• Provided text:
* * * * *

Among other notable mentions, Ruin is a platformer where the mechanics change with the changing of the settings. The game’s rigorous challenges can be overcome by altering the resolution or changing the volume! The developers connected this to the theme by seeing their game as a ‘meta-narrative that satirises the influence of UI in contemporary society’.

Blame, another game on the disastrous effects of media moves the player across perspectives some of which are those of the oppressed and marginal. What was most impressive about all the games was the effort that the jammers put in and the creativity that emerged in the space of just two days. Overall, compared to this author’s earlier experiences of judging game design competitions in India, the quality of design, graphics and innovation showed a polish that seems to indicate high standards of game development among Indian developers, something that recent videogame releases such as Raji, Missing and Forgotten Fields show.

Crossing over

The advantages of having an online Game Jam were manifold. In addition to the exchange of ideas with devs from Germany, it was possible to make the jam more representative. Developers from across India were able to participate. This helped address fundamental issues related to access and was an opportunity to showcase work from underrepresented areas of the country.

The jam was also open to print-and-paper games, however this area lacked Indian participants. All the board games submitted were from the Cologne Game Lab. Given the fact that no computer programming skills are needed to make print-and-paper games, this could be a promising area for a wider group of game developers and enthusiasts, and perhaps more events to promote these would be helpful.

* * * * *

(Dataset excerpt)

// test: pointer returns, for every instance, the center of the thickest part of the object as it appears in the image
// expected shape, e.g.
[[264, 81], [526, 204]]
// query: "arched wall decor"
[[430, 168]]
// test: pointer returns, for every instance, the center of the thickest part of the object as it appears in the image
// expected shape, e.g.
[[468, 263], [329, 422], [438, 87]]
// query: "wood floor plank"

* * * * *

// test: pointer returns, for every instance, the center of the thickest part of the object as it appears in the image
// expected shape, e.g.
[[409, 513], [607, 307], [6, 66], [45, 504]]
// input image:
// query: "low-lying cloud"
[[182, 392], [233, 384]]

* * * * *

Pick up the article on the online game jam after its final sentence and carry it forward in the same voice. You can set the records aside, since nothing here depends on them.

• Reply to the exercise:
Game world vs real world

Recent media developments have been equal parts amazing and ominous. As Mark Coeckelbergh remarks in his recent book, The Political Philosophy of AI, that Spotify claims to know him better than he knows himself when it recommends music. These systems nudge, and while they do not restrict our choice of books or music, they influence buying, reading, and listening behaviour in the direction suggested by the algorithm.

A new form of media literacy is required to address and engage with the affordances of media today. This also involves appreciating the interactivity and multiplicity of the mediaverse. Videogames as new media in themselves function as important choice-making systems that can both simulate and critique the workings of digital media. They can be a useful means to bridge the global North-South gap, connecting game developers across a large country like India, as well as with the rest of the world.

The use of videogames to comment on such current and socially relevant topics showcase the potential of games as a medium for sociopolitical commentary. The Game Jam was enriching, particularly in terms of exploring how collaborative game design projects can lead the development of informed, critical and creative videogames. Ones that tackle social issues, and pave the way forward for new developers.